TASK DETAILS:
Please copy the listing below word for word, keeping every line in its original order.
########################################
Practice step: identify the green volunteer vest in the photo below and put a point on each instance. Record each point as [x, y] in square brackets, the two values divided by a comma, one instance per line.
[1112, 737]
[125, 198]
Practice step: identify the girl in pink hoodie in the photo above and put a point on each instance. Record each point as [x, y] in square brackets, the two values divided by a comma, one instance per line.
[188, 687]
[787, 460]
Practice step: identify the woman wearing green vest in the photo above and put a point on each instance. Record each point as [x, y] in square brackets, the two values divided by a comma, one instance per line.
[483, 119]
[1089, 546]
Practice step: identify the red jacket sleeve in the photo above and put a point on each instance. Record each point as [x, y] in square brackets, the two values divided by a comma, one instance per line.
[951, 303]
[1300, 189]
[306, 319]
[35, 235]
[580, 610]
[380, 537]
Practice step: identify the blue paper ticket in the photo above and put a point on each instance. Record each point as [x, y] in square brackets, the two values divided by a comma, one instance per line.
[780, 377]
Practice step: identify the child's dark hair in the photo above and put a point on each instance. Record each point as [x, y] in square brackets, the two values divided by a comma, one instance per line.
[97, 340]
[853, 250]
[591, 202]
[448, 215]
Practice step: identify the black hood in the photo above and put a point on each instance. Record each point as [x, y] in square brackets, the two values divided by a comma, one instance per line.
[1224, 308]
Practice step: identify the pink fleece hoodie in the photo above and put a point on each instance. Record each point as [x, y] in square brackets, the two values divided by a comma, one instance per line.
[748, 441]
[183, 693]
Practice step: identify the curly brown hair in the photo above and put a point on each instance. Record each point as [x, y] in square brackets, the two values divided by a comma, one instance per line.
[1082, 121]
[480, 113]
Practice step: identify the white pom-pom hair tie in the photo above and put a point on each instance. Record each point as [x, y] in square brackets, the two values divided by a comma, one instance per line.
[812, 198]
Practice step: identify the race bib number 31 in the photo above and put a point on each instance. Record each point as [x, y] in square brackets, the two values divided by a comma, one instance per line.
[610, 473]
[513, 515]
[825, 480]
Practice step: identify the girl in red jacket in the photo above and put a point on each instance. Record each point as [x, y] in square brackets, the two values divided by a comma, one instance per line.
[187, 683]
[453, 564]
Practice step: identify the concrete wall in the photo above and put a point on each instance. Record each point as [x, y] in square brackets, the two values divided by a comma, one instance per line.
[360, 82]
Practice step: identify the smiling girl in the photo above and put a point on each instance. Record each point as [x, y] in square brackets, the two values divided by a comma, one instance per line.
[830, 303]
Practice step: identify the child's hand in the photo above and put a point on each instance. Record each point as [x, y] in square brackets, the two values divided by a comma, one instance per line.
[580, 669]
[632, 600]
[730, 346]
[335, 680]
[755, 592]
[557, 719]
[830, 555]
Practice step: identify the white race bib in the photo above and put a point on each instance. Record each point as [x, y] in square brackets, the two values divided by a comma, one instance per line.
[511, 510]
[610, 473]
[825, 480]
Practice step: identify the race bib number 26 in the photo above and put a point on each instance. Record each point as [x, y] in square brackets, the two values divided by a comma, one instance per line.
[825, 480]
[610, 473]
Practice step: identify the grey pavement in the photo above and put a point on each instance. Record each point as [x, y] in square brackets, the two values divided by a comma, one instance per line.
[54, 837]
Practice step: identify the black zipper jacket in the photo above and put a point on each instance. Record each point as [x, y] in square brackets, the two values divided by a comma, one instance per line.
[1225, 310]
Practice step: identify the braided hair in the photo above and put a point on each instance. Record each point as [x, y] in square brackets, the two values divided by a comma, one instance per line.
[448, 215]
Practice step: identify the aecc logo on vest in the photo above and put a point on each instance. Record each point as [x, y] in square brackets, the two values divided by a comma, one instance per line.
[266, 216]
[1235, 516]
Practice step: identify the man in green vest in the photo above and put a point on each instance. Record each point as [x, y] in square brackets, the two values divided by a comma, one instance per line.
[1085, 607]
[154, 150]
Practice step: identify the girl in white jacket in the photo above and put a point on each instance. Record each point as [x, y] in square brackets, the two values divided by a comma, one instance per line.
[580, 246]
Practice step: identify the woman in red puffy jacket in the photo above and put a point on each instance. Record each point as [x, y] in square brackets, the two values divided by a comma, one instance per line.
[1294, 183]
########################################
ANSWER TO THE TASK:
Practice step: identify the green volunteer vest in the photo below and put a point on each instance. Record each point as [x, y] in square brackets, the two values divided by a comma, one instance per line.
[1112, 737]
[125, 198]
Practice step: identify the girl in pink hoodie in the photo above and put a point on each instance. Record each point as [x, y] in square brackets, the two values divided by a comma, one instance per line.
[188, 687]
[787, 460]
Practice step: identify the woman wearing green vest in the photo above and put a point on each instance. Record each point as [x, y] in square brackets, the two values divided by a comma, one instance per line.
[483, 119]
[1089, 546]
Practice step: identify the red jacket sleeve in the photo above and put a point on each instance. Record each point as [x, y] in square brackets, the two values divided by a comma, one instance per line.
[951, 303]
[1300, 189]
[306, 319]
[35, 235]
[580, 610]
[380, 537]
Practice step: identify the blue paper ticket in the photo above and put a point on each instance. Record each point as [x, y] in square brackets, the two values divided by a comma, one instance per line.
[780, 377]
Practice step: identify the child's dark hair in the photo above and put a point on each instance. Record each point as [x, y] in square brackets, the two values divided by a comma, one instance per line.
[97, 340]
[853, 250]
[591, 202]
[448, 215]
Practice step: identify the black hood in the photo above and put a point on each instance. Record each point as [x, y] in square brackets, the two values divided by a comma, one instance per line.
[1224, 308]
Practice step: identify the pink fleece hoodie in the photo above and put a point on each instance. Record each point as [x, y] in square brackets, the two values divided by a comma, one instance per line.
[748, 441]
[183, 693]
Practice step: identify the curly brown hair in the photo above and put a point on each instance. Record each point as [x, y] in square brackets, the two values divided by a comma, one instance per line.
[1082, 121]
[480, 113]
Practice step: identify the white pom-pom hair tie in the photo above and put a point on each instance. Record each point as [x, y] in square brackets, the two values divided by a comma, one instance per line.
[812, 198]
Practice step: identify the race bib number 31 in the photo above and put a point on each instance. Record each point as [x, y] in square brackets, the two values divided by a comma, one instance per line.
[610, 473]
[513, 515]
[825, 480]
Practice step: identify the girl in red jacket in the photo above and put a point on each instance. Record each point as [x, y] in square brackets, the two values divided by a comma, one instance per line.
[187, 683]
[453, 564]
Practice step: identify the concrete wall in the photo above and put a point on each instance. Record each point as [x, y] in square brackets, the two values divided by a comma, one instance per line.
[360, 82]
Practice step: identify the smiling girl in the photo above and put a point on each instance. Record each point as [x, y] in square brackets, the two values divided by a comma, one instance per line.
[830, 303]
Practice step: identify the child's hand in the photo above and put a point on each instance. Record each point as [x, y] in square brackets, the two values divided by a comma, one instance per line.
[580, 669]
[632, 600]
[730, 346]
[335, 680]
[755, 592]
[557, 719]
[830, 555]
Practice step: identify the white race bib in the photo above and put a point on each instance. Record each point as [x, y] in square brackets, the two values divided by a comma, one instance per line.
[511, 510]
[610, 473]
[825, 480]
Practice step: identify the race bib number 26 in the photo above and put a point on each instance. Record each point as [x, y] in square brackets, the two values divided by a comma, one instance per line.
[825, 480]
[610, 473]
Practice step: identify the grey pavement in the photo above and put a point on each instance. Record each point as [x, y] in square brackets, the two values divided by a comma, one instance per line.
[54, 837]
Practice step: identify the black zipper jacket in the photo above and put a point on each instance. Record each point as [x, y] in square brackets, the two values divided by a comma, one instance per line.
[1225, 310]
Practice step: identify the braided hair in the photo above and put a point on each instance. Record each point as [x, y] in square brackets, the two values divided by a comma, one instance per line.
[448, 215]
Practice step: identify the aecc logo on vest in the photo above and put a point on each instance. Record each point as [x, y] in square brackets, the two values divided by a comma, one instance per line.
[266, 216]
[1235, 516]
Practice step: identify the man in green vest in the photo above and put a point on each instance. Record each point as [x, y] in square brackets, the two values divided by a comma, one instance per line.
[1085, 607]
[154, 150]
Practice step: identify the girl in white jacket in the photo above and put a point on each instance. Record each point as [x, y] in square brackets, the two values divided by a comma, one instance per line.
[580, 246]
Practice step: identify the woman in red puffy jacket in the photo above and put a point on each instance. Record each point as [x, y] in square brackets, the two values divided by a comma, one instance per line.
[1294, 183]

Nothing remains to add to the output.